What is needed.
Of all the entries below, retype only the lines from the one with "Mark one point on every instance of the palm tree cluster" through the one with "Mark one point on every instance of the picnic", exactly as they appear.

————————

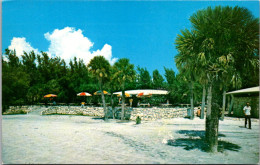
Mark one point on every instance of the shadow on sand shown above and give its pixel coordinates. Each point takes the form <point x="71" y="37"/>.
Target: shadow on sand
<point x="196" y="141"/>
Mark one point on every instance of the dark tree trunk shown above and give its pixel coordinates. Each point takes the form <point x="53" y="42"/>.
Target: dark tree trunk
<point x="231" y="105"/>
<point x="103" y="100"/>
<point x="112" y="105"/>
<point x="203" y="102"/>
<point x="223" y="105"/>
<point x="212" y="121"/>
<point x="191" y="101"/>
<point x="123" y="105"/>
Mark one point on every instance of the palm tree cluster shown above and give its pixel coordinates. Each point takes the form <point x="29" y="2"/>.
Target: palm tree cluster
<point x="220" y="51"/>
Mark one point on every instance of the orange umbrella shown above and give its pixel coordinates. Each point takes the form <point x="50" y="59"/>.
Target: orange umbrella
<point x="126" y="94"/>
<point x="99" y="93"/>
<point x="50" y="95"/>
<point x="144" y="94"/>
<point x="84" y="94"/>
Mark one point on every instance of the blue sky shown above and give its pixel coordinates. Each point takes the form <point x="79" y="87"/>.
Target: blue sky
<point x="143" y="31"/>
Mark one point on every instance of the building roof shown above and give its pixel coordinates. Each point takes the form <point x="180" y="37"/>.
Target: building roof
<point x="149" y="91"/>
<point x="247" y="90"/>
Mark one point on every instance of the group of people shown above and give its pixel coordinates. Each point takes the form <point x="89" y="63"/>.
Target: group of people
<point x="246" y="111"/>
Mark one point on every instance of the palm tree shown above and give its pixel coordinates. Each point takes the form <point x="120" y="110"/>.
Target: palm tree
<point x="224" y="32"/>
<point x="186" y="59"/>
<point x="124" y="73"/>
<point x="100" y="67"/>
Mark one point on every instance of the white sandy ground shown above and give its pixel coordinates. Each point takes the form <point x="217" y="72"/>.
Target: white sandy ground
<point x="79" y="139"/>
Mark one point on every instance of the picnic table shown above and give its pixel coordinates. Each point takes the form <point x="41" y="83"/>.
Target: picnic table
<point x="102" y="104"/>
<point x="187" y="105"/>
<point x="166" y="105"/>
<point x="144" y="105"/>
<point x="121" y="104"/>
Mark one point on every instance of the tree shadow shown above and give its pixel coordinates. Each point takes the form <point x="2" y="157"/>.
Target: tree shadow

————————

Answer.
Mark one point on every instance of the palm tree cluster shown above and give its pixel coordinates. Each point takes the form <point x="29" y="2"/>.
Target: palm tree cluster
<point x="220" y="51"/>
Mark one point on every instance of the orange umbrella shown above and give its pixel coordinates. Each point takes the form <point x="50" y="59"/>.
Target: orange umbrella
<point x="126" y="94"/>
<point x="99" y="93"/>
<point x="50" y="95"/>
<point x="144" y="94"/>
<point x="84" y="94"/>
Mark one point on every instance of the blue sky shown above and give its pixel coordinates. Each point takes the form <point x="79" y="87"/>.
Target: blue sky
<point x="143" y="31"/>
Mark one point on every instance of the building roof shown above and give its pixel coordinates. Each point takes the form <point x="180" y="37"/>.
Target: building roof
<point x="149" y="91"/>
<point x="247" y="90"/>
Mark one point on every instance of the group of people shown above and give its pixel coordinates. Each point takes the form <point x="89" y="63"/>.
Target: group of people
<point x="246" y="111"/>
Mark one point on every instance of the palm tree shown above and give its pixel coordinates. Each point takes the form <point x="120" y="110"/>.
Target: palm tree
<point x="224" y="32"/>
<point x="186" y="59"/>
<point x="124" y="73"/>
<point x="100" y="67"/>
Mark one point on every instance of the white sandy ground shown above and give its pixel coordinates. Each point takes the form <point x="217" y="72"/>.
Target: white sandy ground
<point x="79" y="139"/>
Mark one point on every instance of the picnic table shown above and give its pixel coordinates. Each point takes the form <point x="41" y="83"/>.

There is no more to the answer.